▶ [Objective] Turn every line of the material below into a JSON list of strings, one string per line and no blank lines. Leave the picture out of the list.

[Pointing dataset records]
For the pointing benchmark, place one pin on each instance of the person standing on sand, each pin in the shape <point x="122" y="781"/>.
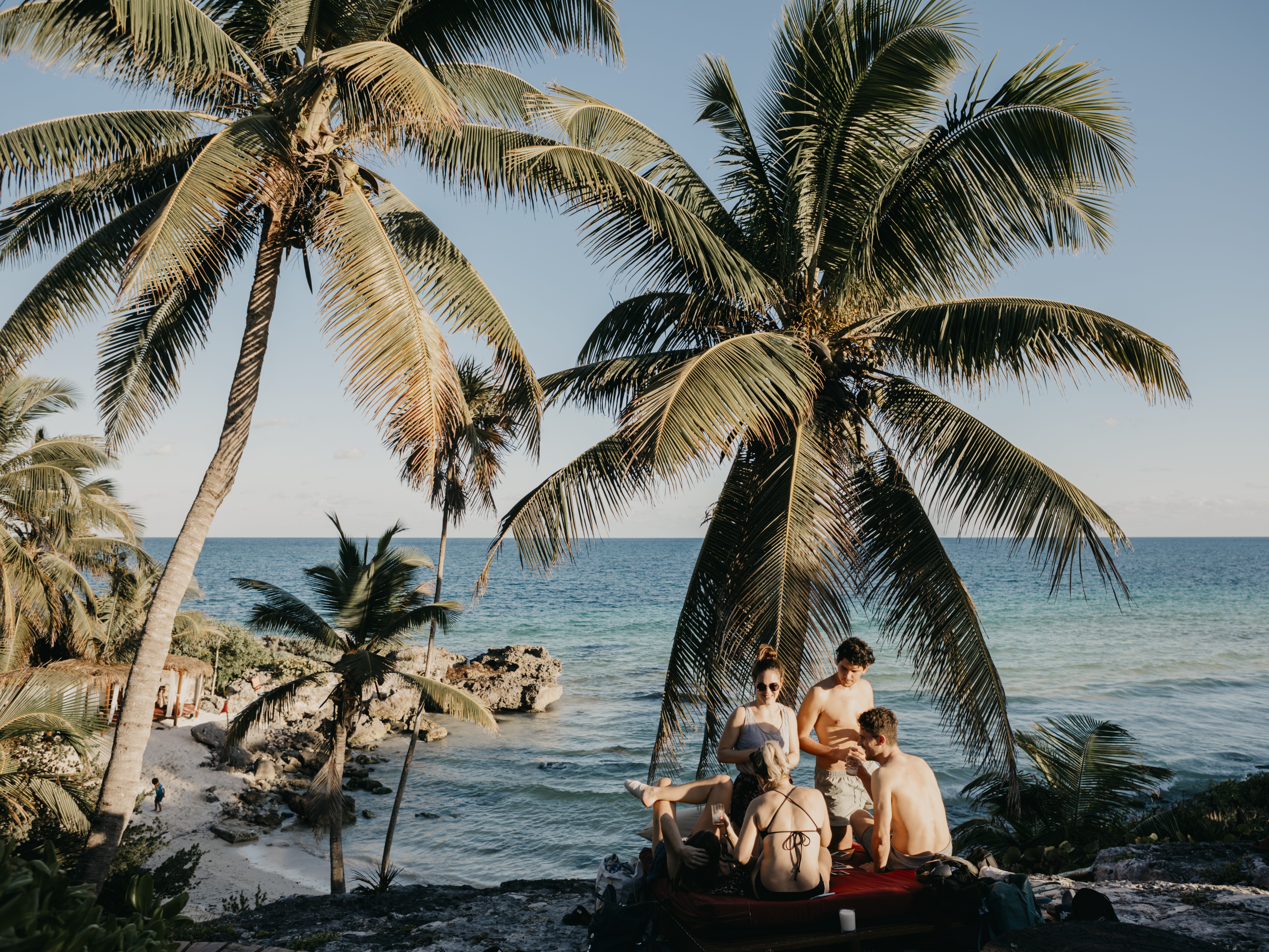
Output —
<point x="910" y="827"/>
<point x="832" y="709"/>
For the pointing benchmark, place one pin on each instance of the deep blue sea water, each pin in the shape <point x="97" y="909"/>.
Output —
<point x="1184" y="666"/>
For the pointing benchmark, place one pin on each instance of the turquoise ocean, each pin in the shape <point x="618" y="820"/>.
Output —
<point x="1184" y="666"/>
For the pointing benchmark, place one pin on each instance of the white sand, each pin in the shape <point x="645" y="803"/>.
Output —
<point x="280" y="864"/>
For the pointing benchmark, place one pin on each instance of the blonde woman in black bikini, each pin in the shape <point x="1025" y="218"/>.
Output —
<point x="787" y="831"/>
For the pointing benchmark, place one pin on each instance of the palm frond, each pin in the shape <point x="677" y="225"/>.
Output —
<point x="398" y="366"/>
<point x="758" y="386"/>
<point x="608" y="386"/>
<point x="451" y="289"/>
<point x="455" y="701"/>
<point x="987" y="339"/>
<point x="75" y="289"/>
<point x="149" y="343"/>
<point x="506" y="31"/>
<point x="660" y="320"/>
<point x="923" y="605"/>
<point x="78" y="144"/>
<point x="281" y="611"/>
<point x="270" y="706"/>
<point x="570" y="507"/>
<point x="971" y="470"/>
<point x="1025" y="171"/>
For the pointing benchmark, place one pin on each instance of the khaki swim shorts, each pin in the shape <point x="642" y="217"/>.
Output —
<point x="844" y="794"/>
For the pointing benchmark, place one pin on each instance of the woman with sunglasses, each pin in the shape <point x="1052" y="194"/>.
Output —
<point x="764" y="719"/>
<point x="747" y="730"/>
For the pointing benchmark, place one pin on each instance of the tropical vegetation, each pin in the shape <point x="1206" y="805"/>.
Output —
<point x="1088" y="790"/>
<point x="44" y="911"/>
<point x="60" y="522"/>
<point x="280" y="114"/>
<point x="462" y="474"/>
<point x="48" y="723"/>
<point x="366" y="608"/>
<point x="806" y="326"/>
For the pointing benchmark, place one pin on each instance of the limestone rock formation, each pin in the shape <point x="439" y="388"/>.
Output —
<point x="513" y="678"/>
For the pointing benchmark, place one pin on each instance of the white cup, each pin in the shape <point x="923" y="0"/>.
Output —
<point x="847" y="917"/>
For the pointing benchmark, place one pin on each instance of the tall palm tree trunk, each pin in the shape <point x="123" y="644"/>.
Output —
<point x="122" y="775"/>
<point x="337" y="827"/>
<point x="418" y="711"/>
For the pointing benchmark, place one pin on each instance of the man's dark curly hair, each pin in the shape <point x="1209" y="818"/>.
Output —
<point x="856" y="653"/>
<point x="881" y="723"/>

▶ [Exercise solution]
[
  "For the pointing benchmark, place one pin on each instance of the person standing on sand, each pin in the shape <point x=\"122\" y=\"781\"/>.",
  "Output —",
  "<point x=\"910\" y=\"827\"/>",
  "<point x=\"832\" y=\"709\"/>",
  "For the pointing benchmark, place one pin on each instance of the deep blue sea water, each pin in the shape <point x=\"97\" y=\"909\"/>.",
  "Output —",
  "<point x=\"1184\" y=\"666\"/>",
  "For the pointing benchmark, place one pin on each instance of the turquoise ocean, each pin in the shape <point x=\"618\" y=\"820\"/>.",
  "Output —",
  "<point x=\"1184\" y=\"666\"/>",
  "For the pointing benchmark, place one pin on each instance of the white sand, each pin in the shape <point x=\"645\" y=\"803\"/>.",
  "Output —",
  "<point x=\"280\" y=\"864\"/>",
  "For the pointing benchmark, place one pin on each instance of the blonde woman in black bikini, each pin in the shape <point x=\"1025\" y=\"218\"/>.",
  "Output —",
  "<point x=\"787\" y=\"831\"/>",
  "For the pointing benchmark, place one pin on each instance of the palm frond, each pin in the shape <point x=\"677\" y=\"225\"/>.",
  "Output —",
  "<point x=\"398\" y=\"366\"/>",
  "<point x=\"758\" y=\"386\"/>",
  "<point x=\"608\" y=\"386\"/>",
  "<point x=\"451\" y=\"289\"/>",
  "<point x=\"455\" y=\"701\"/>",
  "<point x=\"987\" y=\"339\"/>",
  "<point x=\"75\" y=\"289\"/>",
  "<point x=\"149\" y=\"343\"/>",
  "<point x=\"506\" y=\"31\"/>",
  "<point x=\"660\" y=\"320\"/>",
  "<point x=\"923\" y=\"605\"/>",
  "<point x=\"78\" y=\"144\"/>",
  "<point x=\"281\" y=\"611\"/>",
  "<point x=\"270\" y=\"706\"/>",
  "<point x=\"570\" y=\"507\"/>",
  "<point x=\"971\" y=\"470\"/>",
  "<point x=\"1025\" y=\"171\"/>",
  "For the pointing benchmark, place one pin on each instance of the khaki swim shorts, each pin in the shape <point x=\"642\" y=\"217\"/>.",
  "Output —",
  "<point x=\"844\" y=\"794\"/>",
  "For the pointing benchmark, place one pin on each instance of the woman with sunglasses, each pin in the shape <point x=\"1052\" y=\"194\"/>.",
  "Output —",
  "<point x=\"764\" y=\"719\"/>",
  "<point x=\"747\" y=\"730\"/>",
  "For the pointing benchmark, place one pin on each instance of the tropical vegetation, each pin in the shape <point x=\"1206\" y=\"805\"/>.",
  "Output —",
  "<point x=\"1088\" y=\"790\"/>",
  "<point x=\"44\" y=\"911\"/>",
  "<point x=\"60\" y=\"522\"/>",
  "<point x=\"280\" y=\"114\"/>",
  "<point x=\"462\" y=\"474\"/>",
  "<point x=\"48\" y=\"723\"/>",
  "<point x=\"366\" y=\"608\"/>",
  "<point x=\"806\" y=\"326\"/>",
  "For the pointing benchmark, place one pin on each instance of the limestone rock formation, each pin in the shape <point x=\"439\" y=\"388\"/>.",
  "Output —",
  "<point x=\"513\" y=\"678\"/>",
  "For the pointing benchmark, place one pin on each instance of the white cup, each pin in the shape <point x=\"923\" y=\"0\"/>.",
  "Output —",
  "<point x=\"847\" y=\"917\"/>",
  "For the pointing benchmark, place one pin on each instance of the tall palm tree trunk, each pin in the shape <point x=\"123\" y=\"644\"/>.",
  "Output —",
  "<point x=\"122\" y=\"775\"/>",
  "<point x=\"337\" y=\"827\"/>",
  "<point x=\"418\" y=\"711\"/>",
  "For the pointing benchmark, place one pin on each instance of the man's dark curly hair, each pin in the shape <point x=\"1209\" y=\"818\"/>.",
  "Output —",
  "<point x=\"856\" y=\"653\"/>",
  "<point x=\"881\" y=\"723\"/>"
]